_DIRECTIONS FOR THIS TASK:_ Edit everything from the line containing "Objective — for every instance of the white shirt" down to the line containing "[[362, 161]]" in the items below, putting "pale shirt" in place of "white shirt" and leaving every other word as it stands.

[Location identification items]
◆ ◆ ◆

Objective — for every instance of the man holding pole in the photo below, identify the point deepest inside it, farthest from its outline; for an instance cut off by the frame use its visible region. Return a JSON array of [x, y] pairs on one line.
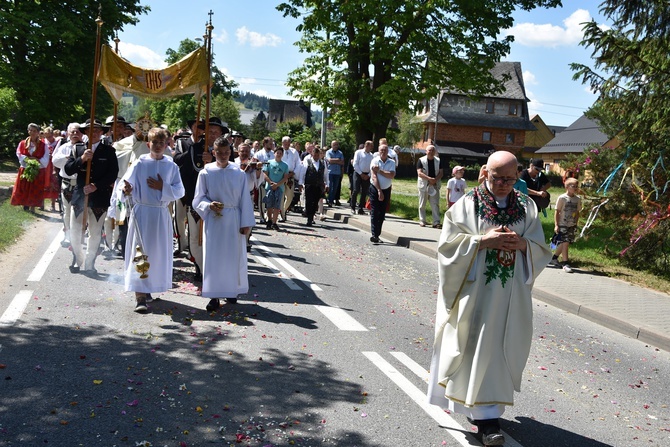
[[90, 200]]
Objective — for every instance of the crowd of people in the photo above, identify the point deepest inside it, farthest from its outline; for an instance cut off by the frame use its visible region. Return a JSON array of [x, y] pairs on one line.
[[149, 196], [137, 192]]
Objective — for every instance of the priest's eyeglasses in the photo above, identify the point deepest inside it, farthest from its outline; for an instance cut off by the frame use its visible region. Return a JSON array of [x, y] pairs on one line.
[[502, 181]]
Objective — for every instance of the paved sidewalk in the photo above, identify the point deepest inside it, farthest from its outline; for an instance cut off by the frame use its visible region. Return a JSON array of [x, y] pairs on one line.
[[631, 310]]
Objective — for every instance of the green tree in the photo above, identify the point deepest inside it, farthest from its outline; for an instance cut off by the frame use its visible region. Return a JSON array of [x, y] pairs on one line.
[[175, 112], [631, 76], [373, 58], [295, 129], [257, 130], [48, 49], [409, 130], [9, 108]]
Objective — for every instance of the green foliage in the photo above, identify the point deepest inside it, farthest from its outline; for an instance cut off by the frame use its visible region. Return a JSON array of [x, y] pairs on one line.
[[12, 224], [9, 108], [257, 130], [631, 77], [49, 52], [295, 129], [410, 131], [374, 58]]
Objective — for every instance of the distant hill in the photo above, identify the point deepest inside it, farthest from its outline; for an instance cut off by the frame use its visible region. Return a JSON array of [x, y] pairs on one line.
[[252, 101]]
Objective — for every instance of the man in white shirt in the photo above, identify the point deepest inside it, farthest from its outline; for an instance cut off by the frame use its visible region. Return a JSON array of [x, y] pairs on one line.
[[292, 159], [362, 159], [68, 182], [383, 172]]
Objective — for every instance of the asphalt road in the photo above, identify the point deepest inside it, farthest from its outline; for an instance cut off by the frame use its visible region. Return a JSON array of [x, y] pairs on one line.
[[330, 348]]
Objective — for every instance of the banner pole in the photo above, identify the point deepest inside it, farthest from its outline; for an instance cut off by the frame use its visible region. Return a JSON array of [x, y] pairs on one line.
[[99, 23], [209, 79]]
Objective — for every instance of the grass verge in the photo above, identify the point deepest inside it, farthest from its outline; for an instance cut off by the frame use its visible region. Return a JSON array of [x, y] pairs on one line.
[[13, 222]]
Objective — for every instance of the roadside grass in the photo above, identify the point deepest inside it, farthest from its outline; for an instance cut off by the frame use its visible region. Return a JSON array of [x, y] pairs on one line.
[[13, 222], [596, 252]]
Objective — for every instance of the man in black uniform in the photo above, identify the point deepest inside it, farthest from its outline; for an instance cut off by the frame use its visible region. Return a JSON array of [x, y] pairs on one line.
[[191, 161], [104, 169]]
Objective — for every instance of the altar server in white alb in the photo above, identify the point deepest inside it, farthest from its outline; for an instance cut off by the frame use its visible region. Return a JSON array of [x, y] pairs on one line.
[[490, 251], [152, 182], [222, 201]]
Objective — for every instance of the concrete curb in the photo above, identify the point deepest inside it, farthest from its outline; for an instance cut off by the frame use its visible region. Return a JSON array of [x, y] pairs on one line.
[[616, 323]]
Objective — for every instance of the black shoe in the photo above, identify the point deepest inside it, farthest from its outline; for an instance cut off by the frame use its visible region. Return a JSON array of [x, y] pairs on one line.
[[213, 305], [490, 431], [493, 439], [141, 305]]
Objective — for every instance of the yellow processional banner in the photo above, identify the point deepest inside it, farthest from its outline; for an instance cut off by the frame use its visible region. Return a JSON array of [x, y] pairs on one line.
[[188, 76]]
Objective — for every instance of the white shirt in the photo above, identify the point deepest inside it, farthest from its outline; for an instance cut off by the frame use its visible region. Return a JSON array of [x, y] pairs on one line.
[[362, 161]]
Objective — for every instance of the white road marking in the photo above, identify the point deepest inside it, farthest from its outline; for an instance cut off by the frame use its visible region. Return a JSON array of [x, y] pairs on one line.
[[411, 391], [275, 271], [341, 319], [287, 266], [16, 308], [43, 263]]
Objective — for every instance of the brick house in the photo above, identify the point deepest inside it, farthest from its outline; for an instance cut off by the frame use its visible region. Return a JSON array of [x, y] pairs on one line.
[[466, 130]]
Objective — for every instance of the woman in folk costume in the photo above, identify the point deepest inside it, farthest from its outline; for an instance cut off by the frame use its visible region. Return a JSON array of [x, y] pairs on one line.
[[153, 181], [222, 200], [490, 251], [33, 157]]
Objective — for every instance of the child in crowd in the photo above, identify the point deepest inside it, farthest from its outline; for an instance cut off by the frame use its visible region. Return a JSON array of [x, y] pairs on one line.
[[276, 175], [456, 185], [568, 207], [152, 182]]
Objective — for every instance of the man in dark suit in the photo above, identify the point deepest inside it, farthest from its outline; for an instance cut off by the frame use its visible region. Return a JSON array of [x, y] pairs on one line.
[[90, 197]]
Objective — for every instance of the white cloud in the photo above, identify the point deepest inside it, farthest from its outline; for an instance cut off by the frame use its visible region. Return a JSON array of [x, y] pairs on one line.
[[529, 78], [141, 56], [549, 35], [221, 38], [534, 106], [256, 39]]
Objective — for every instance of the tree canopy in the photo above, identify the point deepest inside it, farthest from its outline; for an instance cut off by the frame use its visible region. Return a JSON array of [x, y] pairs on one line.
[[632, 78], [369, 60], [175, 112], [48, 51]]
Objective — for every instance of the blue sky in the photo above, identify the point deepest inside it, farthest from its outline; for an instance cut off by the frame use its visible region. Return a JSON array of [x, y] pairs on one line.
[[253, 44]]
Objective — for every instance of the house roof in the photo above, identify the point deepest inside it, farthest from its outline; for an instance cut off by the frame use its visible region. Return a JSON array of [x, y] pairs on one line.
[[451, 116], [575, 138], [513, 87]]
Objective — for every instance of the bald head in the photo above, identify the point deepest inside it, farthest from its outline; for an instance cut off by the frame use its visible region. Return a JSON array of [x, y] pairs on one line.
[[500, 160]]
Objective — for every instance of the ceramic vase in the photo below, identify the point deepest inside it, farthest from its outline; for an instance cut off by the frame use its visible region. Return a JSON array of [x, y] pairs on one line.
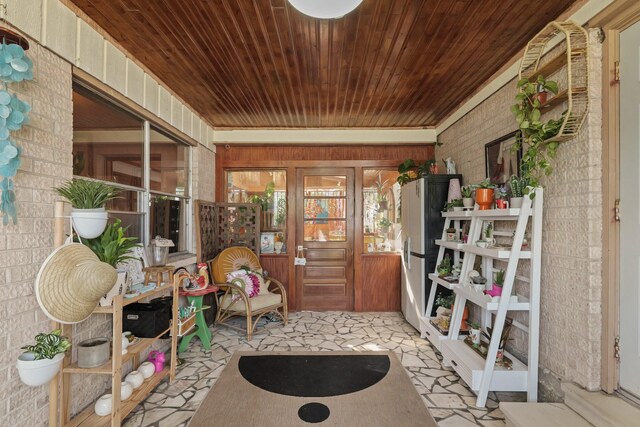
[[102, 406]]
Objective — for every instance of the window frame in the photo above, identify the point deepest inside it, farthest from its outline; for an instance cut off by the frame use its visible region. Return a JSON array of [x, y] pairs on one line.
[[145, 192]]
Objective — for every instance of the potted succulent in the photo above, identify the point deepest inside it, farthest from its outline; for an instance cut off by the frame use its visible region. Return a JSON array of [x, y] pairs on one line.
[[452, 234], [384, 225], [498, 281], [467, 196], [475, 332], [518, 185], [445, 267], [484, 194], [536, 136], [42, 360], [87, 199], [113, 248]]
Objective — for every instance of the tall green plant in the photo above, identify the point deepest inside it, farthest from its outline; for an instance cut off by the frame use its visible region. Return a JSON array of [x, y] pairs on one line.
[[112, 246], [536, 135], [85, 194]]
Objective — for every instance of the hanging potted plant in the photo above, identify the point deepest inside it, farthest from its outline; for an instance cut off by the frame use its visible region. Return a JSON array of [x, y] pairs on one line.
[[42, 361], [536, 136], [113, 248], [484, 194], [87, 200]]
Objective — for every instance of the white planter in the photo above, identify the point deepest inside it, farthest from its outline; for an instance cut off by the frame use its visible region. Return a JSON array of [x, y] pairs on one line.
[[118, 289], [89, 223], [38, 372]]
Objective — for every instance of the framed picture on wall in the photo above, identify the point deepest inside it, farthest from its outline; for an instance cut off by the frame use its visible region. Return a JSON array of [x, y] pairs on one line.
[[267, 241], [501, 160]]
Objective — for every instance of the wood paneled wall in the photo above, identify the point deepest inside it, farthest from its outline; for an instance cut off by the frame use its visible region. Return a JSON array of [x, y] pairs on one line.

◆ ◆ ◆

_EXERCISE RESULT:_
Objective — for every instance of the pale shirt in the photo above, identify the point deepest inside it, farthest from its outline; for an instance cut off by the frame use its visible region. Return a JSON array of [x, y] pairs on one line.
[[362, 161]]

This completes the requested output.